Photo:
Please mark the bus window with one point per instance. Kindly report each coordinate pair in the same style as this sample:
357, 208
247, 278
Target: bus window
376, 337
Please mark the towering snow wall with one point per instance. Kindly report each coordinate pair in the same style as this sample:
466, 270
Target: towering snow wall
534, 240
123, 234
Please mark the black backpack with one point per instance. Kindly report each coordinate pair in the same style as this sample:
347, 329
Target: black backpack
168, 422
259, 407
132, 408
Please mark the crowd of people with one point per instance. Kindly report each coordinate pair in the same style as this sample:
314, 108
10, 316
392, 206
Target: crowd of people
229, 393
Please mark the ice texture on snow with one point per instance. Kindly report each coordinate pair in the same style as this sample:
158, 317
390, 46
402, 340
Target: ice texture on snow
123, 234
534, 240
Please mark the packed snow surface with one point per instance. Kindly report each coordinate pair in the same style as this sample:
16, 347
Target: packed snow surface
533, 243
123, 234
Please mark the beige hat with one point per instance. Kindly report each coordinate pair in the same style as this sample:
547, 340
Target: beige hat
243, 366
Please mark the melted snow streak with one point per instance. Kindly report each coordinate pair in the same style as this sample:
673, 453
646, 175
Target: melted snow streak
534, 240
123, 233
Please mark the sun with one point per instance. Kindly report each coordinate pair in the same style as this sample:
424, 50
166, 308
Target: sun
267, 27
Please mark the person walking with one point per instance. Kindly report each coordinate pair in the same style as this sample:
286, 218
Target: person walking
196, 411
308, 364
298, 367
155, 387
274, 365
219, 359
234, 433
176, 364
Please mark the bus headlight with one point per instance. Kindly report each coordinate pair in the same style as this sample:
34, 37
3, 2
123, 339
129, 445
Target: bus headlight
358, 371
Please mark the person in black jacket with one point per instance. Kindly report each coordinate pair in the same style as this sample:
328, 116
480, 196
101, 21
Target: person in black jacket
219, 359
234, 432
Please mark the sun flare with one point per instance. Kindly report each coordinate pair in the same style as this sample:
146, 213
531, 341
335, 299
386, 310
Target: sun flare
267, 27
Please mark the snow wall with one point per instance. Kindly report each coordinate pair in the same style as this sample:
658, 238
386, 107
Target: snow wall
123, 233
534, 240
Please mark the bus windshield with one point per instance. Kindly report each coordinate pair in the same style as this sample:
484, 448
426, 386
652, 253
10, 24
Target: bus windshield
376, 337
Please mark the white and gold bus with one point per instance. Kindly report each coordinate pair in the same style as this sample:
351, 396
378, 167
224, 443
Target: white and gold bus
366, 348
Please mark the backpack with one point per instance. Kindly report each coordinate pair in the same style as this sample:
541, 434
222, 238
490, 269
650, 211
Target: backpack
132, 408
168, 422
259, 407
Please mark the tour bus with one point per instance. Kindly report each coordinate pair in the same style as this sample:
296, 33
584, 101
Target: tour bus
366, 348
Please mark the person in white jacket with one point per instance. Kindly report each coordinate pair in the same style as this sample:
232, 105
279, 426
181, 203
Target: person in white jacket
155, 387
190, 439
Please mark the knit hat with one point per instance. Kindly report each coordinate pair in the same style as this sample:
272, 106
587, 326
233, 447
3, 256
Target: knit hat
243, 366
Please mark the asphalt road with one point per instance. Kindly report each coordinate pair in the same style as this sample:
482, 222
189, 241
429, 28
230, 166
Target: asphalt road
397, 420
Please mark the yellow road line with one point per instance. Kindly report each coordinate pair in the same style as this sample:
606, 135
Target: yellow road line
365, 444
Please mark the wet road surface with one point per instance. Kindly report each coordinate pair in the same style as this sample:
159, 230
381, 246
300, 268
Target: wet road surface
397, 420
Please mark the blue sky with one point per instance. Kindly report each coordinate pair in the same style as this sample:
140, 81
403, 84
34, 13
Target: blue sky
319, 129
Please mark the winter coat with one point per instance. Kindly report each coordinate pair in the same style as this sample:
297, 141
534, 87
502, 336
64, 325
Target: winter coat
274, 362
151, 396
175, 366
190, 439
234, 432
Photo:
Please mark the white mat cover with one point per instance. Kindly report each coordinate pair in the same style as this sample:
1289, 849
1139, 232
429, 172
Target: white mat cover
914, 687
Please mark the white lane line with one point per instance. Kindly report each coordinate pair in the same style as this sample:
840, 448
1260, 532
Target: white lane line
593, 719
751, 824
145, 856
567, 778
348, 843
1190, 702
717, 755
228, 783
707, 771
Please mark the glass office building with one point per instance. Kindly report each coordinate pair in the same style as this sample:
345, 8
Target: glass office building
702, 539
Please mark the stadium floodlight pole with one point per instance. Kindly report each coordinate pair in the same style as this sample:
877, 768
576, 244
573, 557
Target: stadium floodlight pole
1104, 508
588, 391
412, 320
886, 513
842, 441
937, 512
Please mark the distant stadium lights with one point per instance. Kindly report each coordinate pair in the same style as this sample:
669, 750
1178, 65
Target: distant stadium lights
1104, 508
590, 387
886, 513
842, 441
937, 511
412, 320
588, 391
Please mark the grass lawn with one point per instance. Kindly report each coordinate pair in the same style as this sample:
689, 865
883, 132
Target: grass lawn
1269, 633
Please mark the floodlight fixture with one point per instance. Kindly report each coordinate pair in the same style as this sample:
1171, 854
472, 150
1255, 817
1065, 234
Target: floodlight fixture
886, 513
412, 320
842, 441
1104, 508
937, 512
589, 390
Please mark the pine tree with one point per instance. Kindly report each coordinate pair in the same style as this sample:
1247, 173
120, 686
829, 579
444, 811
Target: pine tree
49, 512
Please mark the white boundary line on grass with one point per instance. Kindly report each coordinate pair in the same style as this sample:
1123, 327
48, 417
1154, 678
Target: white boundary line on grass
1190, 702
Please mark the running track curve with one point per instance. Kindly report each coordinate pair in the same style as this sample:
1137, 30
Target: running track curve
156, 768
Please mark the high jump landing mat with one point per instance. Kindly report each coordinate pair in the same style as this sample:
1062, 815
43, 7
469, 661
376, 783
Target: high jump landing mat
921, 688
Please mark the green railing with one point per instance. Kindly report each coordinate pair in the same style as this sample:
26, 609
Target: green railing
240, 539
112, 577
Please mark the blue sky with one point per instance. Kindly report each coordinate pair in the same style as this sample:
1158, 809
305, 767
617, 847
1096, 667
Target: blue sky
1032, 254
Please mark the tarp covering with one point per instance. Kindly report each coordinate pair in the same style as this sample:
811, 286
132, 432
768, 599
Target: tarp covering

---+---

## AIM OF THE EXERCISE
Return all of the entries word for word.

## COMPLETE OUTPUT
Photo:
Please mark the bus window with one point per instance. Kindly report each coordinate pair in the same style as this sample:
357, 208
247, 278
Target: bus window
376, 337
Please mark the towering snow wall with one point per instance. Kindly report each coordinate pair in the same style as this sample:
466, 270
Target: towering snow wall
534, 240
123, 234
Please mark the black backpack with one point per instance. Kindly report each coordinate pair in the same style as this sample:
347, 329
Target: black backpack
168, 422
259, 407
132, 408
Please mark the crowd of people with one point per instance. Kindly report each coordinate pair in the same style as this sample:
314, 108
10, 316
392, 206
Target: crowd of people
229, 393
Please mark the ice texture on snow with one point per instance. Kindly report each coordinate pair in the same style as this sample:
158, 317
390, 46
402, 340
Target: ice texture on snow
123, 234
534, 240
Please mark the packed snow surface with one point per instance. Kindly report each coordinate pair in the same style as this sample:
16, 347
Target: packed snow surface
533, 243
123, 234
Please mark the beige hat with one point per instance. Kindly report each coordinate pair in the same style as this sample:
547, 340
Target: beige hat
243, 366
Please mark the melted snow streak with one point per instance. Kindly report each coordinate pair in the same style as this sample:
673, 453
646, 175
Target: melted snow streak
534, 240
123, 233
Please mark the sun with one point per instance. Kindly report each coordinate pair in the same style as this sample:
424, 50
166, 308
Target: sun
267, 27
Please mark the person walking with one point per instance. Kindly report each coordinate pair in the same style as this sample:
286, 218
Target: person walking
196, 411
308, 364
298, 367
155, 387
274, 365
219, 359
234, 433
176, 364
Please mark the bus headlight with one point per instance. Kindly report each coordinate pair in the same style as this sample:
34, 37
3, 2
123, 339
129, 445
Target: bus headlight
358, 371
Please mark the person in black jacket with one point per instance. Kindly report each coordinate pair in the same style as this sample:
328, 116
480, 196
101, 21
Target: person in black jacket
219, 359
234, 432
Please mark the sun flare with one point per instance. Kindly report each coordinate pair in the same style as this sample:
146, 213
531, 341
335, 299
386, 310
Target: sun flare
267, 27
Please mark the snow wall with one point per instance. Kindly report each coordinate pair in the same style as this sample:
658, 238
386, 107
Target: snow wall
123, 233
534, 240
Please mark the bus windshield with one point per instance. Kindly report each coordinate pair in the same style as this sample:
484, 448
426, 386
652, 253
10, 24
Target: bus windshield
376, 337
Please mark the white and gold bus with one point per instance. Kindly report each coordinate pair in the same style as this sample:
351, 396
378, 167
224, 443
Target: white and gold bus
366, 348
Please mark the backpack with one point per instance. Kindly report each coordinate pair in the same style as this sample:
541, 434
222, 238
490, 269
650, 211
Target: backpack
132, 408
168, 422
259, 407
Please mark the tour bus with one point per instance. Kindly report each coordinate pair in the same style as this sample:
296, 33
584, 101
Target: tour bus
366, 348
Please mark the person in white jacket with one point per instance. Kindly report each coordinate pair in the same style as this sample:
232, 105
279, 426
181, 203
Target: person in white jacket
155, 387
190, 439
Please mark the knit hat with one point per instance. Kindly report each coordinate pair in the same style as this sample:
272, 106
587, 326
233, 447
3, 256
Target: knit hat
243, 366
Please mark the asphalt road with one point per instance. Kindly report each coordinate pair in the same style as this sample:
482, 222
189, 241
429, 28
230, 166
Target: asphalt road
397, 420
Please mark the yellow road line with one point per instance. Kindly report each coordinate pair in the same style as this sample:
606, 135
Target: yellow road line
365, 444
Please mark the wet road surface with one point per instance. Kindly report each coordinate pair in the same style as this sample:
159, 230
381, 246
300, 268
Target: wet road surface
397, 420
Please mark the blue sky with one point per instance. Kindly report each coordinate pair in the same style as this sample:
140, 81
403, 84
34, 13
Target: blue sky
319, 129
Please mark the winter coat with one point per instance. Kindly report each coordinate pair in the same style as this sample:
297, 141
534, 87
502, 336
64, 325
Target: winter coat
274, 362
151, 396
175, 366
190, 439
234, 432
Photo:
Please mark the white mat cover with one point per instance. Kindly report each coordinate pair in the same style as this sample:
1289, 849
1139, 232
429, 172
Target: white mat cover
914, 687
Please mark the white lane line with one point per instance. Kindly report each coordinate pair in the same style as this sample:
840, 448
1260, 532
Target: white lane line
593, 719
751, 824
145, 856
567, 778
348, 843
1190, 702
717, 755
228, 783
707, 771
Please mark the glass office building with one point per instance. Kindly report each coordinate pair in the same style as this sample:
345, 8
Target: glass office building
702, 539
Please mark the stadium floodlight pole with one point per instance. Kindly report each coordinate pair in the same style as this sample:
877, 768
576, 244
573, 557
Target: stadium floodlight pole
1104, 508
588, 391
412, 320
886, 513
842, 441
937, 512
Please mark the distant stadium lights with one point per instance. Kindly report each coordinate pair in the same style as this sample:
669, 750
1178, 65
Target: distant stadium lights
1104, 508
590, 387
886, 513
842, 441
937, 511
412, 320
588, 391
Please mark the grass lawn with one point per instance. Kindly report each coordinate pair in the same style as this sample:
689, 865
883, 132
Target: grass lawn
1269, 633
Please mark the floodlight fixture with one point per instance. Kindly report each coordinate pair in the same style as this sample:
1171, 854
472, 150
1255, 817
1065, 234
Target: floodlight fixture
886, 513
412, 320
842, 441
1104, 508
937, 512
589, 390
Please mark the pine tree with one point per instance. Kindly report each coordinate pair in the same style as this sample:
1247, 173
120, 686
829, 579
444, 811
Target: pine tree
49, 512
Please mark the white boundary line on grass with one point per instance. Kindly report each coordinate pair in the same style as this sample:
1123, 327
48, 417
1154, 678
Target: white boundary line on grass
1190, 702
Please mark the running track curve with one point per instance. Kindly report each coordinate pair in the same style as this sample:
1137, 30
Target: running track curve
156, 768
Please mark the high jump landing mat with one point per instance. Kindly report each coordinate pair in the same style as this sample:
1062, 815
43, 7
469, 661
376, 783
Target: high jump landing mat
921, 688
Please mark the green railing with one point per instance. Kindly report each coordinate pair in the same style as this sample:
26, 609
Target: green railing
240, 539
112, 577
Please mark the blue sky with one point per instance. Kindly report each coordinate pair in the same style as this sample:
1158, 809
305, 767
617, 847
1096, 667
Target: blue sky
1032, 254
Please mark the tarp covering with one point per instance. Kindly report each coordinate pair in the same style as this sample:
811, 286
132, 432
768, 599
Target: tarp covering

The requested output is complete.